_Task brief_
Quote the records that follow in full and exactly; leave out the pictures.

Dataset items:
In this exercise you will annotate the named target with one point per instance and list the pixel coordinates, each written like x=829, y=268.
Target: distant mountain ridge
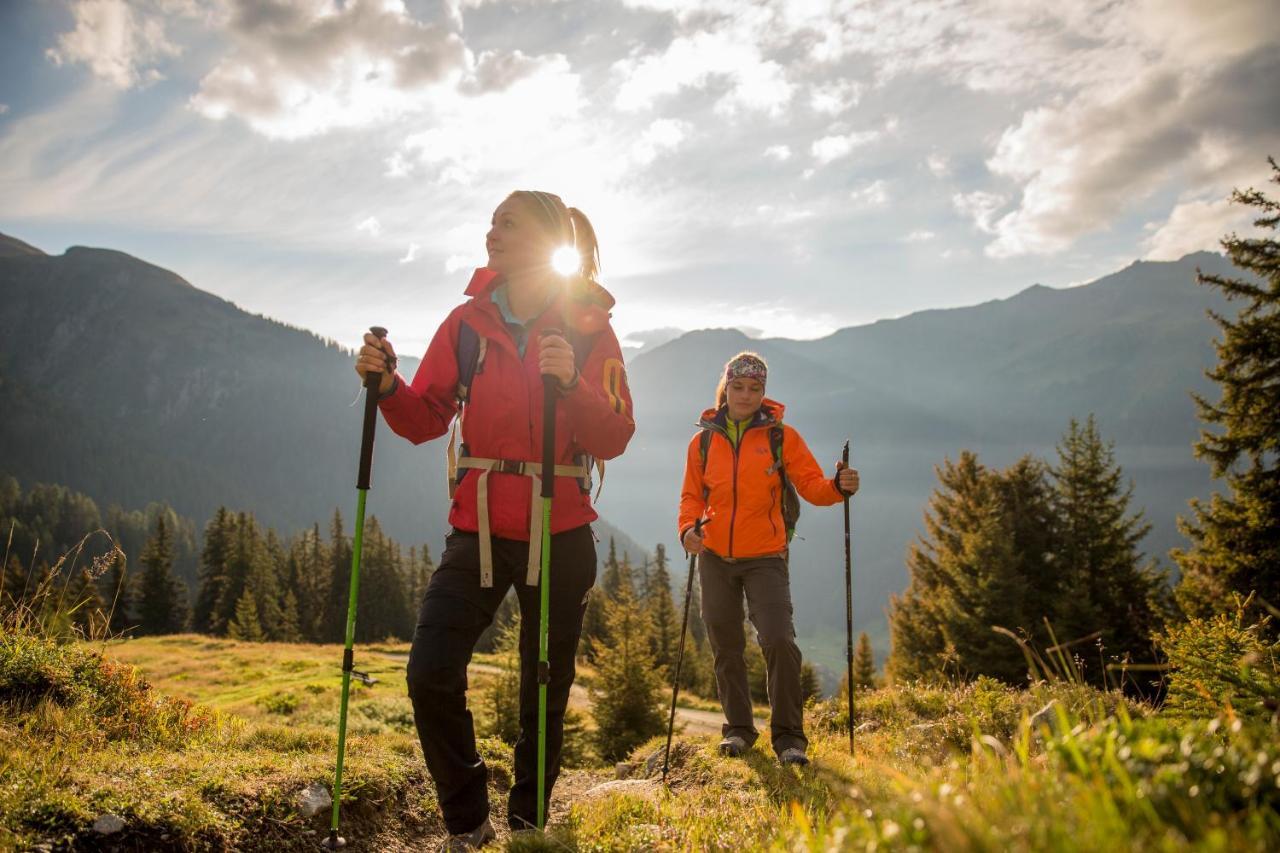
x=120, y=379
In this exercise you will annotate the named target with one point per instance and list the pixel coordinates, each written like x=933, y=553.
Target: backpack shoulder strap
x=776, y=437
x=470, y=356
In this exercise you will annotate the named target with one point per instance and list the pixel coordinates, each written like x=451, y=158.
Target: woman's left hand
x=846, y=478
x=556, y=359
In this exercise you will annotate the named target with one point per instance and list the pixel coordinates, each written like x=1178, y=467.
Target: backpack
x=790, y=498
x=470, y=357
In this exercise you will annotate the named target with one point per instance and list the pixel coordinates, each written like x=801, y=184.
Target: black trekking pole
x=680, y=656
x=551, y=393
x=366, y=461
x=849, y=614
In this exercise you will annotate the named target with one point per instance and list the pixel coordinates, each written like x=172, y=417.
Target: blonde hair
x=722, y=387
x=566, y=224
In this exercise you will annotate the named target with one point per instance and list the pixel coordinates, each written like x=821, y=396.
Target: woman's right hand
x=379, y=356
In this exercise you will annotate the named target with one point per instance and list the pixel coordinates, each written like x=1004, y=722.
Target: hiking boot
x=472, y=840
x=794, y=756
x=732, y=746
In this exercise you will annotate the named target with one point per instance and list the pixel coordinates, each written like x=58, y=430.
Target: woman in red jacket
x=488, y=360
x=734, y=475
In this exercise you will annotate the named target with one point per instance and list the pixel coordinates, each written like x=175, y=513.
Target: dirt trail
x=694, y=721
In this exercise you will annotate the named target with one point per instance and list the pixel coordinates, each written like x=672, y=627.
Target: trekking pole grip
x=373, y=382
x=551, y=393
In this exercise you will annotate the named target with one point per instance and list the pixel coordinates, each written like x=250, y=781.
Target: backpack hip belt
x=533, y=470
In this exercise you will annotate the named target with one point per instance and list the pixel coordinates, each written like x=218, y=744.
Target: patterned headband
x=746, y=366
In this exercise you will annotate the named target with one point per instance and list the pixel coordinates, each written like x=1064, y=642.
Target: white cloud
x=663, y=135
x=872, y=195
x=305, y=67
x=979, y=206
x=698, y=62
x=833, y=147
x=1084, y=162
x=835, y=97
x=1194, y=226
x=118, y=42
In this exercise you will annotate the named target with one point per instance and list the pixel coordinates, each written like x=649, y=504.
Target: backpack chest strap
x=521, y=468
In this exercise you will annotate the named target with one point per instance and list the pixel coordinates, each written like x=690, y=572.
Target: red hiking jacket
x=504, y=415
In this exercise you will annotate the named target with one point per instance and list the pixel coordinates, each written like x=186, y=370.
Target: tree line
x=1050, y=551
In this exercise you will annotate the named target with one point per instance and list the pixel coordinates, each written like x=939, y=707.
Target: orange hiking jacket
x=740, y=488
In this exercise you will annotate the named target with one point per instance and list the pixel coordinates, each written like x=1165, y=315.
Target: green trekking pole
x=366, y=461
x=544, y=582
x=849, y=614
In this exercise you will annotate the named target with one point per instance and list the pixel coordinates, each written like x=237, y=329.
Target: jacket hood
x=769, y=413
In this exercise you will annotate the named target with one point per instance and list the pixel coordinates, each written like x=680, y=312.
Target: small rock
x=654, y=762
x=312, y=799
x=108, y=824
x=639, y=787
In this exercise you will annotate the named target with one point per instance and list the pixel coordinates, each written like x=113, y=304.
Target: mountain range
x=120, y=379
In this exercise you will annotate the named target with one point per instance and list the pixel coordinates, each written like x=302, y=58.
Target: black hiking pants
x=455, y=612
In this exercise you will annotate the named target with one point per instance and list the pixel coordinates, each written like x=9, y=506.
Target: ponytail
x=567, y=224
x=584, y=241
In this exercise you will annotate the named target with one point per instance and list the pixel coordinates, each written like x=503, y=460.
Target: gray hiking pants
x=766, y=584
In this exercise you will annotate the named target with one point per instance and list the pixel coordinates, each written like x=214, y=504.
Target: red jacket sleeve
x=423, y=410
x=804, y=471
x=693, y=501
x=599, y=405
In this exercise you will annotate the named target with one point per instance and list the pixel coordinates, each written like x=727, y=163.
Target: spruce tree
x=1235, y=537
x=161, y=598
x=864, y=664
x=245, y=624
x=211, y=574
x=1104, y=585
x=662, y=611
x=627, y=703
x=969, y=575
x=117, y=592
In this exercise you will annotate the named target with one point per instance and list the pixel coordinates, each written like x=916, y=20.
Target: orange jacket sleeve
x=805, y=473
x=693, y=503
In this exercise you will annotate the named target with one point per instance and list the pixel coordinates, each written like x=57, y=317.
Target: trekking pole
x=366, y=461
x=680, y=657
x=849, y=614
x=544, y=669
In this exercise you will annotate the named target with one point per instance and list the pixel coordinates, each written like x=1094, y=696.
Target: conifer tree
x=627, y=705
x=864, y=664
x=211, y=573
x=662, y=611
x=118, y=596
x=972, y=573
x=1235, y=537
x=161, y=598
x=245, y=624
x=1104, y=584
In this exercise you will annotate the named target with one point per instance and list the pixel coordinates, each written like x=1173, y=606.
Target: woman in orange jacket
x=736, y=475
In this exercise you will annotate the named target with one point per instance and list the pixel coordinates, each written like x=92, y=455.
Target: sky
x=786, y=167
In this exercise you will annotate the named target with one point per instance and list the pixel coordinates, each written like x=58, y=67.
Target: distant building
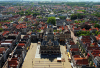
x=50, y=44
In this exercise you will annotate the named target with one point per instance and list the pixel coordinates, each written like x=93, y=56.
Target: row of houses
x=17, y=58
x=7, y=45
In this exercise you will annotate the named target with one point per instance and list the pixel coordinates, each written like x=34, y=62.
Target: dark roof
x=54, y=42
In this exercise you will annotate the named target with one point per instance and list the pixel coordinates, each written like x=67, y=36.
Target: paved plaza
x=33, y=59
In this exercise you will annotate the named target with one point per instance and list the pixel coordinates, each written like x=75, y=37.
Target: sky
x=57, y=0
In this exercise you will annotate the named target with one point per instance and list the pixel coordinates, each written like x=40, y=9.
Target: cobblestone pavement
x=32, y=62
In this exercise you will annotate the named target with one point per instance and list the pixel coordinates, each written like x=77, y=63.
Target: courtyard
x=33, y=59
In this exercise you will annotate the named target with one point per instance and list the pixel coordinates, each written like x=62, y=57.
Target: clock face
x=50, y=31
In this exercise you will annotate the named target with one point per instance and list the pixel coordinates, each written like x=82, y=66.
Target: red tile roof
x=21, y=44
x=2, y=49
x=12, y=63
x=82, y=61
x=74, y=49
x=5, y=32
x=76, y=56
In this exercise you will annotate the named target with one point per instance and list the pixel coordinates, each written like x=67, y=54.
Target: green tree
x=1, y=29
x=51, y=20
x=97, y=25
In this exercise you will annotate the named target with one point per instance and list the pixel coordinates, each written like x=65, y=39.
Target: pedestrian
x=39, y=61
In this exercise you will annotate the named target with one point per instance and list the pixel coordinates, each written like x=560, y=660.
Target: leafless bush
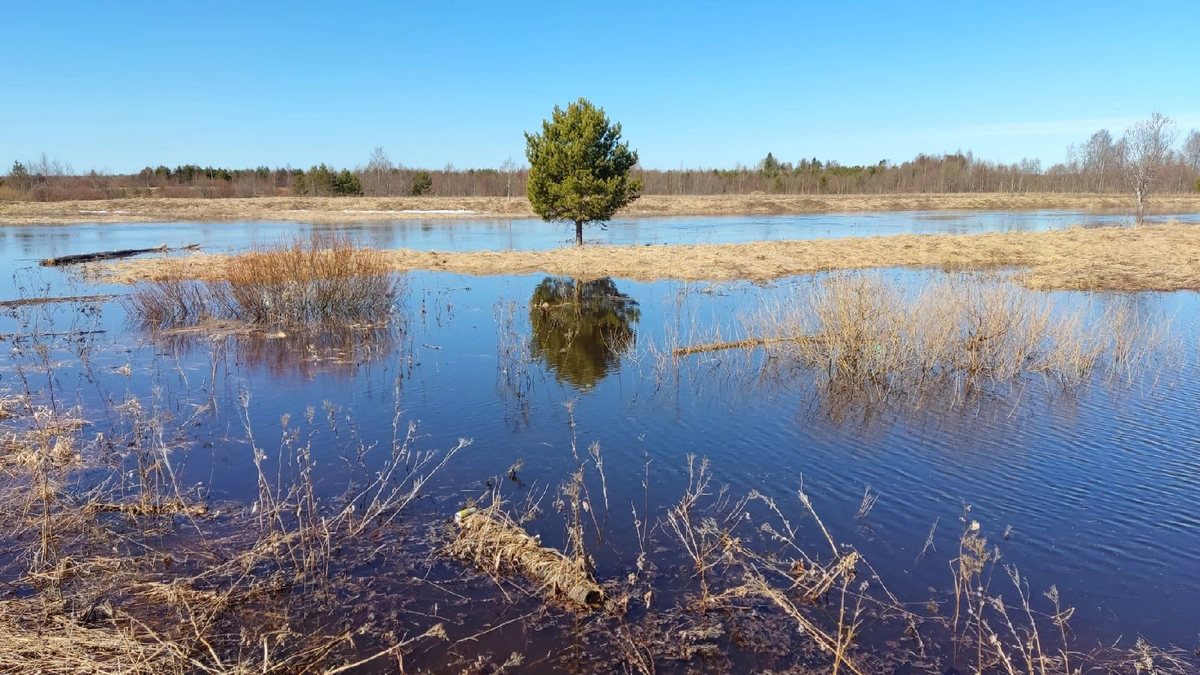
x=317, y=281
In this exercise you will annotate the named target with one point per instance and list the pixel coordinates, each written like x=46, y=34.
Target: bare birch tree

_The answer_
In this exercise you will annotate the named target with one point per instance and list the pixel coordinates, each written like x=829, y=268.
Target: distant mountain ridge
x=120, y=379
In this exercise you will annotate the named target with one point per instance and list the pixel coordinates, each written like x=933, y=553.
Target: backpack shoulder strap
x=776, y=437
x=470, y=356
In this exercise you will annotate the named target with one point per instance and list the pixel coordinates, each written like x=451, y=158.
Target: woman's left hand
x=846, y=478
x=556, y=359
In this exercise you will annotate the named target with one point per instance and list the pixel coordinates, each written like x=1178, y=467.
Target: backpack
x=790, y=498
x=470, y=357
In this exercise you will annotate the named target with one point per instance and list the pixel coordinates, each written like x=801, y=184.
Target: black trekking pole
x=680, y=656
x=551, y=393
x=366, y=461
x=849, y=614
In this exercise you will annotate the named target with one point per instance and list the pixel coordinates, each written like x=172, y=417.
Target: blonde hair
x=722, y=387
x=566, y=224
In this exercise you will annotate the named target with one point per instance and list the pixel coordinates, each written like x=821, y=396.
Target: woman's right hand
x=379, y=356
In this exercise you will annotate the named target with one point per instance and list the pixel coordinates, each written like x=1004, y=722.
Target: hiking boot
x=472, y=840
x=794, y=756
x=732, y=746
In this exercise you will annotate the named target with one point per instance and list the pixel coordinates, each written like x=58, y=430.
Target: woman in red jacket
x=488, y=360
x=734, y=475
In this exercise you will annotate the named target with one point per instance and list the pixel coordinates, each written like x=175, y=513.
Target: dirt trail
x=694, y=721
In this exercise you will annotate the named target with one point per instance and list the pixel coordinates, each written like x=672, y=627.
Target: trekking pole grip
x=373, y=382
x=551, y=393
In this exercise you will annotate the named target with one point per instance and list the pixel coordinates, each written like x=250, y=781.
Target: backpack hip belt
x=533, y=470
In this exercise you will annotate the named target with one point per instance and list the pixel coordinates, each written like x=218, y=744.
Target: patterned headband
x=746, y=366
In this exercise you will annotate the named target with one point per instance and list the pixel coordinates, each written like x=1064, y=642.
Target: white cloud
x=663, y=135
x=872, y=195
x=305, y=67
x=979, y=206
x=698, y=62
x=833, y=147
x=1084, y=162
x=835, y=97
x=1194, y=226
x=118, y=42
In this exercise you will annotate the named target with one point per instance and list the pixel coordinates, each written like x=649, y=504.
Target: backpack chest strap
x=521, y=468
In this exercise you will annotate the named target with one point per instance and list the pixel coordinates, each written like x=690, y=572.
Target: red hiking jacket
x=504, y=415
In this exercise you will annotate the named target with one point per instance and list the pixel coordinates, each written like x=186, y=370.
Target: tree line
x=1050, y=551
In this exercise you will annotate the named target with one point per instance and list the pixel coordinates, each written like x=939, y=707.
Target: orange hiking jacket
x=740, y=488
In this exercise you will annotate the named target with one point per instance and list the pixel coordinates, each written like x=1165, y=315.
Target: green trekking pole
x=366, y=461
x=544, y=582
x=849, y=614
In this exercise you will annotate the named target with one point per instance and list the pixel coordinates, each written like x=237, y=329.
Target: jacket hood
x=769, y=413
In this exercise you will annotate the named target with one point per instance and list the pixel coordinates, each written like x=680, y=312.
Target: small rock
x=654, y=762
x=312, y=799
x=108, y=824
x=639, y=787
In this exercise you will annotate the named target with one point per instance and list the pixel coordinates, each written like x=113, y=304.
Target: mountain range
x=120, y=379
In this exercise you will annotate the named target with one point per instance and list the pixel coordinates, each written like x=302, y=58.
Target: black hiking pants
x=455, y=612
In this exercise you will annotate the named target with one point per instance and list the pixel coordinates, each written like x=9, y=506.
Target: ponytail
x=567, y=224
x=584, y=241
In this exercise you will annotate the named target with one point per instance and list the pixel coordinates, each written like x=503, y=460.
Target: gray hiking pants
x=766, y=584
In this exercise you will annotate the named target with one point per instance and list the pixel coordinates, each written like x=214, y=504.
Target: red jacket sleeve
x=423, y=410
x=804, y=471
x=693, y=501
x=599, y=405
In this exercise you will annotate the named target with one point per instance and list the pixel coordinates, each written like x=727, y=163.
Target: spruce tree
x=1235, y=537
x=161, y=598
x=864, y=664
x=245, y=624
x=211, y=574
x=1104, y=585
x=662, y=611
x=627, y=703
x=969, y=575
x=117, y=592
In this exercise you will annotate the named target with one point per instance and list the pixel coordinates, each written like x=916, y=20.
Target: orange jacket sleeve
x=805, y=473
x=693, y=503
In this exercise you will annotate the named target with one point per instance and list the pixel coordinates, each written like x=57, y=317.
Target: trekking pole
x=366, y=461
x=680, y=657
x=849, y=614
x=544, y=669
In this exercise you will annotate the named target with one point per instance and list the pixel coordinates, each written like x=1094, y=696.
Target: conifer tree
x=627, y=705
x=864, y=664
x=211, y=573
x=662, y=611
x=118, y=596
x=972, y=573
x=1235, y=537
x=161, y=598
x=245, y=624
x=1104, y=584
In this exercise you will annotate the named target with one point per instance and list the pixel coordinates, each written like x=1173, y=606.
Target: woman in orange jacket
x=736, y=475
In this exercise you will annotate the named target with one point per instance and list the pixel coordinates, each written like x=92, y=455.
Target: sky
x=786, y=167
In this exercise you will annotate the named target with one point per instance and list the pixel coordinates, each written like x=58, y=67.
Target: distant building
x=50, y=44
In this exercise you will annotate the named target with one point per instance and list the pixel coordinates, each written like x=93, y=56.
Target: row of houses
x=17, y=58
x=7, y=45
In this exercise you will annotate the named target with one point per instance and list the pixel coordinates, each written like x=34, y=62.
Target: dark roof
x=54, y=42
In this exercise you will annotate the named target with one point per instance and list the pixel coordinates, each written like x=67, y=36.
Target: paved plaza
x=33, y=59
In this exercise you will annotate the named target with one point per instance and list the pixel coordinates, each written like x=75, y=37.
Target: sky
x=57, y=0
In this exercise you will annotate the named target with one point per instance and list the pixel coordinates, each written like x=40, y=9.
Target: cobblestone pavement
x=32, y=62
In this exercise you will annotate the named target with one point per instance and list the pixel coordinates, each written like x=77, y=63.
Target: courtyard
x=33, y=59
In this exercise you will annotate the named target with one point per instance and list the pixel coordinates, each written like x=62, y=57.
Target: clock face
x=50, y=31
In this exercise you will annotate the named target with one point per instance and list the pixel coordinates, each written like x=82, y=66.
Target: red tile roof
x=21, y=44
x=2, y=49
x=12, y=63
x=82, y=61
x=74, y=49
x=5, y=32
x=76, y=56
In this exercise you will annotate the named target with one point per instance and list the pixel coordinates, each written like x=67, y=54.
Target: green tree
x=1, y=29
x=51, y=20
x=97, y=25
In this exercise you will annotate the named target with one point per instance and list the pixel coordinates, each written like x=65, y=39.
Target: pedestrian
x=39, y=61
In this exercise you will annotate the named target with one point per instance and list the pixel coordinates, each written like x=560, y=660.
Target: leafless bush
x=317, y=281
In this exercise you will annotate the named target with one point per instance and list the pixel coordinates, each written like x=46, y=34.
Target: bare birch tree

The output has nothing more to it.